INSTRUCTIONS FOR THE TASK:
Output all of the data below without changing a word, and exclude the pictures.

DATA TO USE:
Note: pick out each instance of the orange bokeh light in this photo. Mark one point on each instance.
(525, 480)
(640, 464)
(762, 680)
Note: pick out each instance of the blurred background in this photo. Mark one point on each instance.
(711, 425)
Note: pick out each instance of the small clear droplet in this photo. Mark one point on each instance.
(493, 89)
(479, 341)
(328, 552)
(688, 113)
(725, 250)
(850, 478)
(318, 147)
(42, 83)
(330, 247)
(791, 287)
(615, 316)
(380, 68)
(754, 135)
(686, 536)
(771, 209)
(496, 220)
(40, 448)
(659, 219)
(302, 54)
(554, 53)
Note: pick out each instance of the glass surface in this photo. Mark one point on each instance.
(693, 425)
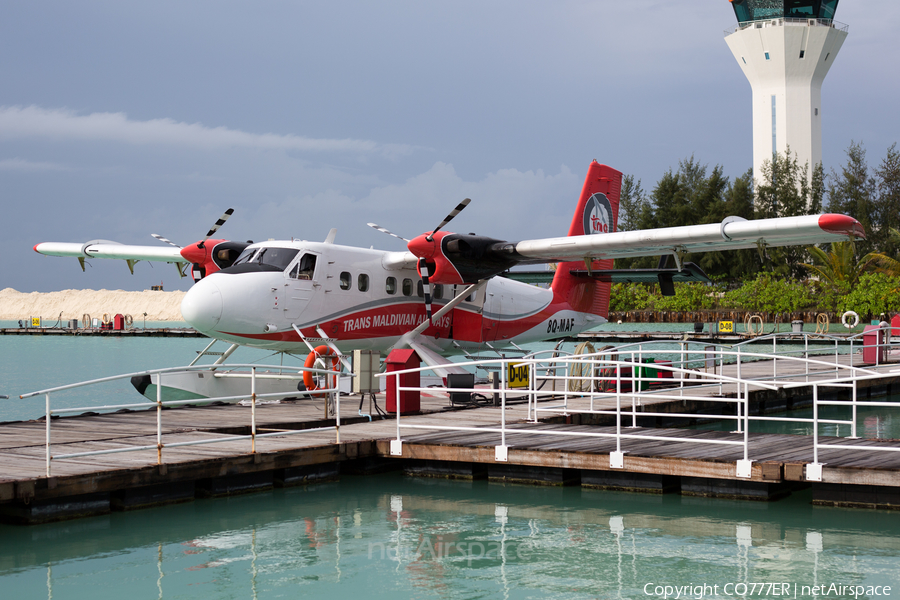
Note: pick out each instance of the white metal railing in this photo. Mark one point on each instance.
(622, 382)
(280, 372)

SOLUTION TO THE PROBLEM:
Note: pick out each instance of the orange bokeh light in this photo. Mark one point on each instance.
(525, 480)
(640, 464)
(762, 680)
Note: pick out each instance of the blurred background in this photo. Mark one point on each instance.
(711, 425)
Note: pick out each instance of the small clear droplet in this photo. Mark one point on each instance.
(493, 89)
(479, 341)
(328, 552)
(688, 113)
(725, 250)
(850, 478)
(318, 147)
(42, 83)
(330, 247)
(791, 287)
(615, 316)
(380, 68)
(754, 135)
(686, 536)
(771, 209)
(496, 220)
(40, 448)
(659, 219)
(302, 54)
(554, 53)
Note: pick out each instance of the glass surface in this photo. Mark one point on each instance.
(693, 425)
Note: pick out each instance of the white metal railing in this photo. Mark one point on each instance.
(622, 382)
(280, 372)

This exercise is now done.